--- START ---

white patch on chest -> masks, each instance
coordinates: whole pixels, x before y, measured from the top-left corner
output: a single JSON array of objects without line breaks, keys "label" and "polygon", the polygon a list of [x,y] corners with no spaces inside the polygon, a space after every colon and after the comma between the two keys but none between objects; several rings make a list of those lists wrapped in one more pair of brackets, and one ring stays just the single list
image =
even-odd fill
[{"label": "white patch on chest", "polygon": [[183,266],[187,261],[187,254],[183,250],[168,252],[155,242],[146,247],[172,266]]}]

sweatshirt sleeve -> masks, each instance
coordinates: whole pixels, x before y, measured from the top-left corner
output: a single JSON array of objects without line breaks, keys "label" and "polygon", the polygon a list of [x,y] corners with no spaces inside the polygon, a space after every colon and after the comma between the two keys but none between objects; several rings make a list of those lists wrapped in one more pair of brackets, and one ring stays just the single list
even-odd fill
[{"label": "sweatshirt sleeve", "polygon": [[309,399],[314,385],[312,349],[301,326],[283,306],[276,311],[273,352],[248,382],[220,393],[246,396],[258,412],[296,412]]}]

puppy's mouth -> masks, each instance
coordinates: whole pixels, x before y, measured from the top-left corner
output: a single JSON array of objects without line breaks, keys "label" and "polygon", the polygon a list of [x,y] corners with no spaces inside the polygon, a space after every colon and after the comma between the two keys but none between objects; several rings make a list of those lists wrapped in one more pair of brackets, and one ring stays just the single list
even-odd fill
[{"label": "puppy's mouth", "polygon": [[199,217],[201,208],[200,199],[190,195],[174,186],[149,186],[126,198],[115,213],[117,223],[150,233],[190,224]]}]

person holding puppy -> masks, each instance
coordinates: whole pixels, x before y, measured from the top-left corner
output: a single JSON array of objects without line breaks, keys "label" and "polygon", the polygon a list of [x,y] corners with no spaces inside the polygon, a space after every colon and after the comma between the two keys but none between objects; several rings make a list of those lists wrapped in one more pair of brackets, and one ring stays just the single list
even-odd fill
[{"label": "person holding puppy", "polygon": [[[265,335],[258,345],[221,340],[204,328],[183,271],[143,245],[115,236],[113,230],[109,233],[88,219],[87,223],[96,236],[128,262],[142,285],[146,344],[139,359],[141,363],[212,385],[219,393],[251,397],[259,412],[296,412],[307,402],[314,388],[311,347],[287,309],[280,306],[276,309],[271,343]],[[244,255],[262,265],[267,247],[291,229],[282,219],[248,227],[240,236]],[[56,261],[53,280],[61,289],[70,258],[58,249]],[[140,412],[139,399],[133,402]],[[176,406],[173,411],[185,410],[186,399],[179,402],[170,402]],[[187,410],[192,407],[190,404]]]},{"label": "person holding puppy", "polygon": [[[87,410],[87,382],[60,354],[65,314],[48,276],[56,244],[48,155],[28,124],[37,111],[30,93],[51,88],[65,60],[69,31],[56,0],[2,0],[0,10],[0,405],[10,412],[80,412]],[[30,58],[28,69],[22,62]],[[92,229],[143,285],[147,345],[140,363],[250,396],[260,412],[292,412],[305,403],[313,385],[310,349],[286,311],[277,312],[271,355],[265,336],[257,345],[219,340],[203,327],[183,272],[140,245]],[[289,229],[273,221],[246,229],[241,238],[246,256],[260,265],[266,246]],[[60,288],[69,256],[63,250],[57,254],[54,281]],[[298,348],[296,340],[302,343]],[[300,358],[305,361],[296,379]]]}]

--- END ---

» **Given task**: From the records above, copy out every line in which the word "each" appears, and leave out all other lines.

» **Final result**:
white patch on chest -> masks, each instance
sweatshirt sleeve -> masks, each instance
puppy's mouth -> masks, each instance
person holding puppy -> masks, each instance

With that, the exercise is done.